***** SUPPLIED TEXT *****

Define a diagonal matrix D, whose entries are column sums of W, i.e., $ {{\mathbf {D}}_{ii}}={\sum }_{j = 1}^{N}{{{\mathbf {W}}_{ij}}}$. Then, the reformulated optimization problem leads to the following two update rules [4].

$$\begin{array}{@{}rcl@{}} {\mathbf{{U}}_{ij}}\leftarrow {\mathbf{{U}}_{ij}}\frac{{{\left( {\mathbf{Y}}{\mathbf{{V}}^{T}} \right)}_{ij}}}{{{\left( \mathbf{UV}{\mathbf{{V}}^{T}} \right)}_{ij}}}, \end{array} $$

(7)

$$\begin{array}{@{}rcl@{}} {\mathbf{{V}}_{ij}}\leftarrow {\mathbf{{V}}_{ij}}\frac{{{\left( {\mathbf{{U}}^{T}}{\mathbf{V}}+ {\mathbf{V}}\mathbf{W} \right)}_{ij}}}{{{\left( {\mathbf{{U}}^{T}}\mathbf{UV}+ \mathbf{V}\mathbf{D} \right)}_{ij}}}. \end{array} $$

(8)

Here, the subscript ij represents the ij-th element in the corresponding matrix. A detailed algorithm flow and convergence analysis can be found in [4].

5 Performance evaluation

5.1 System description

For performance validation, we developed the graphic user interface shown in Fig. 5 to permit the user to perform the interactive operations supporting adjustments in the action discovery and segmentations so as to enable the user to fine-tune the results to satisfy their specific requirements. It also provides for visualization of the discovered action clips and the action segmentation results. In addition, the software supports save and restore operations to enable the user to return to previous analysis results.

***** INFORMATION GIVEN *****

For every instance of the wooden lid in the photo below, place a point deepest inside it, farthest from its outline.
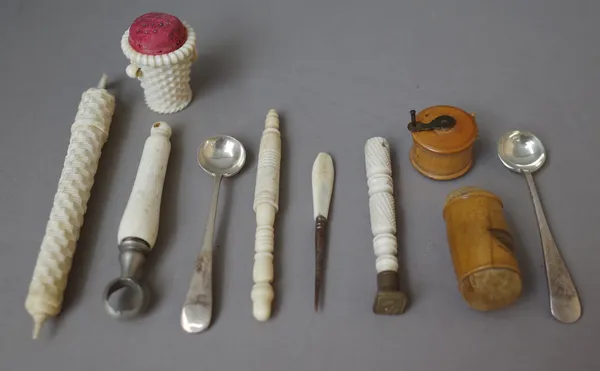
(446, 141)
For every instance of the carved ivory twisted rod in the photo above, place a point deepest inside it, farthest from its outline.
(89, 132)
(266, 204)
(389, 299)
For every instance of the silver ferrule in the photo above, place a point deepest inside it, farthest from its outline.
(132, 255)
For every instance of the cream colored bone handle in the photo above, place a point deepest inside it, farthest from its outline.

*****

INSTRUCTION 1: Please list the distinct bold letters that appear as matrix symbols in the two numbered update rules of the text on matrix update rules.
INSTRUCTION 2: Reproduce the lines of the listing from the line containing "For every instance of the silver" through the end of the listing, with both ends included.

FULL SOLUTION 1: U, V, Y, W, D

FULL SOLUTION 2:
For every instance of the silver ferrule in the photo above, place a point deepest inside it, farthest from its outline.
(132, 255)
For every instance of the cream colored bone handle in the photo above, place a point deepest inside it, farthest from its outline.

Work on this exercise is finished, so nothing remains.